» Alıştırma: Yahudilik-Masonluk münasebeti konulu metinde "Yahûdîlik-Masonluk münâsebeti (1)" sözlerinden "bir araştırma sâhası!" sözlerine kadar olan bölümü hiç değiştirmeden yazınız.

» Belge metni:
┌──
Yahûdîlik-Masonluk münâsebeti (1)
Takdîm
“Yahûdilik-Masonluk
Münâsebeti” mes’elesi, hem çok geniş, hem de çok tartışmalı bir araştırma
mevzûudur.
Bizim,
Yahûdilik ve Masonluk mes’elelerini araştırmıya başlayışımızın üzerinden (ki bu
çalışmaya, 1970’te Fransa’da başlamıştık) yarım asırdan fazla bir zamân geçti…
İğneyle kuyu kazar gibi bilgi topladığımız, büyük cehd, sabır ve fedâkârlık
istiyen, üstelik pek nankör bir araştırma sâhası!
“Nankör”,
çünki karşınızda, başka tahakküm vâsıtaları gibi propaganda vâsıtalarını da
elinde tutan Mütehakkim Zümrenin şartlandırdığı bir efkârıumûmiye var ve onun
şartlandığı muharref ve sahte bilgileri, bunlara dayanan peşîn hükümleri
yıkarak ona Hakîkati göstermeniz zorun zoru bir mes’eledir! Üstelik, o,
umûmiyetle, Konformist, Oportünist ve hattâ sık sık da Makyavelist bir tavra
sâhib olduğu için, rahatı kaçmasın diye, Hakîkati bilmek veyâ kabûl etmek
istemez ve sırf bu yüzden bile size düşman kesilir… Memlekette umûmî hâl
böyleyken, siz, yarım asra yayılan kıt kanâat ve çilekeş bir hayât yaşıyarak
varınızı yoğunuzu Hakîkat Yolunda seferber eder, muhâfaza etmekte bile müşkilât
çekdiğiniz bin bir malzeme toplar, bunlar üzerinde teemmül ede ede pek çok
hayâtî tesbîte ulaşır ve ne târihî, ne de günlük hâdiselerin hiç de
göründükleri, gösterildikleri gibi olmadıklarını anlar, Milletinizi intibâha
getirecek, onu müfsid kuvvetlerin oyuncağı olmaktan kurtaracak bu tesbîtleri,
delîlleriyle, vesîkalarıyle ortaya koyan, bunlara müstenid îkazlarda bulunan
eserler hazırlarsınız, fakat neşir imkânı dahi bulamazsınız; bulsanız da pek
mahdûd bir muhîte hitâb eder, geniş kitlelere ulaşamaz, gidişâtı değiştirecek
bir âmil olamazsınız!
└──
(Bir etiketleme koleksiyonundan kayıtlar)
┌──
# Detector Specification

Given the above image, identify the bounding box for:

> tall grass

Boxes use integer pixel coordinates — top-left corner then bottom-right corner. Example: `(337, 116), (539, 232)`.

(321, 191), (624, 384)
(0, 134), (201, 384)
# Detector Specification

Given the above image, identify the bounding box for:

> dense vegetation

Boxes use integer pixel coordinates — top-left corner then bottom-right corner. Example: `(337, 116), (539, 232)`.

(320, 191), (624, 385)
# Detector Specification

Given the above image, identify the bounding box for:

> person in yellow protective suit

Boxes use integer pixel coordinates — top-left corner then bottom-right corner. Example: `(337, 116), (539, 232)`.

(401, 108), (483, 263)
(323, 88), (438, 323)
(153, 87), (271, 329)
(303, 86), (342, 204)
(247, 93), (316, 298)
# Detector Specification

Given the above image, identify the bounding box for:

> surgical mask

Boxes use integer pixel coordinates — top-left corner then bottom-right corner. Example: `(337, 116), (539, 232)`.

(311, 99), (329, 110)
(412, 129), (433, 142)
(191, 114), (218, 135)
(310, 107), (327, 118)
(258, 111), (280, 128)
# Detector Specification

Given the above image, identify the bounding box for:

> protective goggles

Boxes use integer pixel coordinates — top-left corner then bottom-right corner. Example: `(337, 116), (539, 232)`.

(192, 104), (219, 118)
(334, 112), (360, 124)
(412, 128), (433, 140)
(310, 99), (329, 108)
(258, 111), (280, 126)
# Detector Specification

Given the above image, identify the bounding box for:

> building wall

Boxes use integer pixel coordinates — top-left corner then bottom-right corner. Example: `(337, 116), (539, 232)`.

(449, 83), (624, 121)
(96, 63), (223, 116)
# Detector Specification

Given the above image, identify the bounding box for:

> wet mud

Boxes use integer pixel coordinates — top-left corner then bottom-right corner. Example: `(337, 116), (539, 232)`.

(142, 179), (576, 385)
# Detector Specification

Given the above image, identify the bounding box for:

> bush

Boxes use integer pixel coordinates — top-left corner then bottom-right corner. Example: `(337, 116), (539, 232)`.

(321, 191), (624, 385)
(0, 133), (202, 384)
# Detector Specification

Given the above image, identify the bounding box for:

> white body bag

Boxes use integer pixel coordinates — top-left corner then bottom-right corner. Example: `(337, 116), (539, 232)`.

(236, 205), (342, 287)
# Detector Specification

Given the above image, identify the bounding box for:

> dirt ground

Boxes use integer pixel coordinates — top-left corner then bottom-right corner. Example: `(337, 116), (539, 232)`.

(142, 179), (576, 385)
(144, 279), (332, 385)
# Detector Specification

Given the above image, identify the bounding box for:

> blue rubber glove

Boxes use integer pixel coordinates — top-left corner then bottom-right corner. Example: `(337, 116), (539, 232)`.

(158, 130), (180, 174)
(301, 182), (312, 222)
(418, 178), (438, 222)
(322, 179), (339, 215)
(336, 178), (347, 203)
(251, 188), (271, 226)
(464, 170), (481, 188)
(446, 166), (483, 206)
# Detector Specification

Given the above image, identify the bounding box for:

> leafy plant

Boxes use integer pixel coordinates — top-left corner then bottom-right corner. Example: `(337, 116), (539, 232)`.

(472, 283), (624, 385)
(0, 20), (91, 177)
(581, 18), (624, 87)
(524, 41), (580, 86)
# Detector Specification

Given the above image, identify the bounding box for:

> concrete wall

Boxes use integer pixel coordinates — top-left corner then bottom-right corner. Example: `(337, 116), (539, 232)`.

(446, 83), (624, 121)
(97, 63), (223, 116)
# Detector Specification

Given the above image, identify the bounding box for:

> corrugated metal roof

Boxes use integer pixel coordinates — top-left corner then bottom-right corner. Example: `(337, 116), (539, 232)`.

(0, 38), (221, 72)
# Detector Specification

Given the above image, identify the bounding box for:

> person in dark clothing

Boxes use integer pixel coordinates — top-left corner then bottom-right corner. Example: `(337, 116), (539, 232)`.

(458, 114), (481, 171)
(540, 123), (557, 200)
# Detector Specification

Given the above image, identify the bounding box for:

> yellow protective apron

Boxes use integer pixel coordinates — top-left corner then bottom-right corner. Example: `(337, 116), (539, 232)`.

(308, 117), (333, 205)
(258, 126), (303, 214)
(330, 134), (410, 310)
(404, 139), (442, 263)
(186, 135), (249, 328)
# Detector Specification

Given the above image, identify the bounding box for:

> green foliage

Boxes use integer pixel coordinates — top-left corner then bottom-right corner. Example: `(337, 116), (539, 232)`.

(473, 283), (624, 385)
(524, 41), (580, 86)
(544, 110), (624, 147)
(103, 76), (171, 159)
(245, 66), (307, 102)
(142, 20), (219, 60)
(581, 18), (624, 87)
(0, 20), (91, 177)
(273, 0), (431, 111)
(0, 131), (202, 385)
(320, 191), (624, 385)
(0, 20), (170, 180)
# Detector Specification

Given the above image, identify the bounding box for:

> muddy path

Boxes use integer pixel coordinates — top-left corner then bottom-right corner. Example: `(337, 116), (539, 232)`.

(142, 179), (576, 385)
└──
┌──
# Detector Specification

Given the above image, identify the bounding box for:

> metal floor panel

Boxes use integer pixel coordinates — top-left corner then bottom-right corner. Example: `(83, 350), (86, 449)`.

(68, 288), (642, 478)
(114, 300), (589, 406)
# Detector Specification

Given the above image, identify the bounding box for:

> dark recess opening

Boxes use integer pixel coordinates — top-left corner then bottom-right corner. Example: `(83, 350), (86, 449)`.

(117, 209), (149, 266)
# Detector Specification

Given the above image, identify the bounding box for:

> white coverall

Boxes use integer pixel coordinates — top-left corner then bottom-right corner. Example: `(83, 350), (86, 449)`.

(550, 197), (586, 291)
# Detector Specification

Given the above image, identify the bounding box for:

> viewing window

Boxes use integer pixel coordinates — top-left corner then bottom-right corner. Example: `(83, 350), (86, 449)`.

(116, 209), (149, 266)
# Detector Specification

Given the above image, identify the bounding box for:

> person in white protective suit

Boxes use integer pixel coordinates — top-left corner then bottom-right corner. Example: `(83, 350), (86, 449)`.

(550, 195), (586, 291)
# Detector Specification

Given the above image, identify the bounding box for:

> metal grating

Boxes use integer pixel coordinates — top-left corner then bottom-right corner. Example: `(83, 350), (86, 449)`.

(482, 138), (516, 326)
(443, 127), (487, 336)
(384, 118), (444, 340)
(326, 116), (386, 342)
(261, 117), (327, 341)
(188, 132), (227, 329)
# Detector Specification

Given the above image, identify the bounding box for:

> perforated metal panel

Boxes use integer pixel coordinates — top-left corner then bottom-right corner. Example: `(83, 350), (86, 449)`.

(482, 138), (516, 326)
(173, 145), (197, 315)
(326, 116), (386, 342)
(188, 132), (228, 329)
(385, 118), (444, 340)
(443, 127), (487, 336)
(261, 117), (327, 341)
└──
» Doğru cevap:
Yahûdîlik-Masonluk münâsebeti (1)
Takdîm
“Yahûdilik-Masonluk
Münâsebeti” mes’elesi, hem çok geniş, hem de çok tartışmalı bir araştırma
mevzûudur.
Bizim,
Yahûdilik ve Masonluk mes’elelerini araştırmıya başlayışımızın üzerinden (ki bu
çalışmaya, 1970’te Fransa’da başlamıştık) yarım asırdan fazla bir zamân geçti…
İğneyle kuyu kazar gibi bilgi topladığımız, büyük cehd, sabır ve fedâkârlık
istiyen, üstelik pek nankör bir araştırma sâhası!